[[ Data for analysis open ]]

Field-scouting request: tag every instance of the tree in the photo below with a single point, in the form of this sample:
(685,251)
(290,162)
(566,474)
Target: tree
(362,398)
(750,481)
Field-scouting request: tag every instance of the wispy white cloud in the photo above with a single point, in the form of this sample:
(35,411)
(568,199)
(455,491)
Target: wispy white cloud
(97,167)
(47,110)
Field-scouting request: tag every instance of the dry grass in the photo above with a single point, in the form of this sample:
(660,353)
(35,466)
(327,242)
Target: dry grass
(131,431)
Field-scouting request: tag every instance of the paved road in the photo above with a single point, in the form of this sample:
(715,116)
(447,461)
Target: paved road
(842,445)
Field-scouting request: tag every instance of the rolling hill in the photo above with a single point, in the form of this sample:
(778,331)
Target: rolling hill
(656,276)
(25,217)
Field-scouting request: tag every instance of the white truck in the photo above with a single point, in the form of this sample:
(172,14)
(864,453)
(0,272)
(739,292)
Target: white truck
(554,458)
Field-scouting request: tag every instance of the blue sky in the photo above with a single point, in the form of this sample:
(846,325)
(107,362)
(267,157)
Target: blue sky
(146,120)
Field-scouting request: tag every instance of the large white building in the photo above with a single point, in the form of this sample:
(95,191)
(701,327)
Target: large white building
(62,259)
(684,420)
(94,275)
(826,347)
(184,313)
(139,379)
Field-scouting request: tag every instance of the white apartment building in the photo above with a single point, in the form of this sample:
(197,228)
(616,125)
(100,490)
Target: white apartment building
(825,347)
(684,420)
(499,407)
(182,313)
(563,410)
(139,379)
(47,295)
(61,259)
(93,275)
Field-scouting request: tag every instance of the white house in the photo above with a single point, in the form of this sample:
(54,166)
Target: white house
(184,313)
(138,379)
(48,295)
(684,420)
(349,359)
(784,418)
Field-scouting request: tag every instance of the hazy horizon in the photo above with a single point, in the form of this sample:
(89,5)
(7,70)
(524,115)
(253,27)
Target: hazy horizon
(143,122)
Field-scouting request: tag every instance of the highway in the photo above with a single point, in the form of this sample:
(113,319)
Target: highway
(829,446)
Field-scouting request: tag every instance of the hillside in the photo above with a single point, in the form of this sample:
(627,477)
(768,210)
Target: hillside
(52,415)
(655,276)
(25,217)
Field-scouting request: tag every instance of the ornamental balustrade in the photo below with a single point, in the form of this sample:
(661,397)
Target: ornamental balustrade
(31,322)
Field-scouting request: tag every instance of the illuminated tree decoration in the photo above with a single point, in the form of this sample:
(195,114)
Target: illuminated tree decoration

[[ Data for analysis closed ]]

Task to carry out
Your answer should consist of every entry, repeated exactly.

Exercise answer
Field-scouting request: tag every instance of the tree in the photo below with a single point, in the form of this sample:
(685,251)
(290,162)
(566,474)
Target: tree
(362,398)
(750,481)
Field-scouting request: tag every instance of the wispy white cloud in the photo above with a single point, in the form of this sample:
(35,411)
(568,199)
(455,491)
Target: wispy white cloud
(97,167)
(47,110)
Field-scouting request: tag every instance of the dry grass in the photo above with a single point, in the form of this sample:
(660,353)
(35,466)
(327,242)
Target: dry grass
(131,431)
Field-scouting request: tag every instance of the paved road in the photo above with a single point, in the form of this sample:
(715,116)
(447,461)
Target: paved road
(842,445)
Field-scouting request: tag every instance of the rolling hill in the photo above with a single point, in the form of this sample:
(778,331)
Target: rolling hill
(656,276)
(25,217)
Field-scouting request: tag every instance of the white truck in the photo above with a single point, in the form of this sample:
(172,14)
(864,453)
(0,272)
(739,292)
Target: white truck
(554,458)
Field-scouting request: tag every instance of the blue sky in the photo above with a single point, in the form of this sample:
(846,325)
(107,362)
(267,157)
Target: blue sky
(146,120)
Field-scouting request: tag every instance of the large white building in the photo above with a single point, in the form of this sample:
(95,191)
(701,327)
Target: large white building
(62,259)
(684,420)
(94,275)
(826,347)
(184,313)
(139,379)
Field-scouting request: tag every instance of the white apartment building in the photo above with a single point, in the form of this sample:
(197,228)
(616,125)
(100,490)
Target: white apartment building
(825,347)
(684,420)
(499,407)
(182,313)
(563,410)
(139,379)
(47,295)
(61,259)
(93,275)
Field-scouting request: tag every instance of the white house in the photo above with a single point, in the form of this sample:
(54,166)
Target: white house
(184,313)
(138,379)
(48,295)
(684,420)
(349,359)
(784,418)
Field-scouting request: tag every instance of the hazy horizon in the photo above with a single point, in the form of this sample:
(89,5)
(7,70)
(524,115)
(253,27)
Target: hazy horizon
(143,122)
Field-scouting request: tag every instance of the highway in the photo above with a single point, in the form of this sample:
(113,319)
Target: highway
(829,446)
Field-scouting request: tag every instance of the hillside in the photo above with a single point, in the form of this sample:
(627,477)
(768,210)
Target: hillside
(52,415)
(655,276)
(25,217)
Field-scouting request: tag every instance of the ornamental balustrade in the photo below with a single point, in the form of this sample:
(661,397)
Target: ornamental balustrade
(31,322)
Field-scouting request: tag every instance of the illuminated tree decoration in the photo above with a single point, in the form of this sample:
(195,114)
Target: illuminated tree decoration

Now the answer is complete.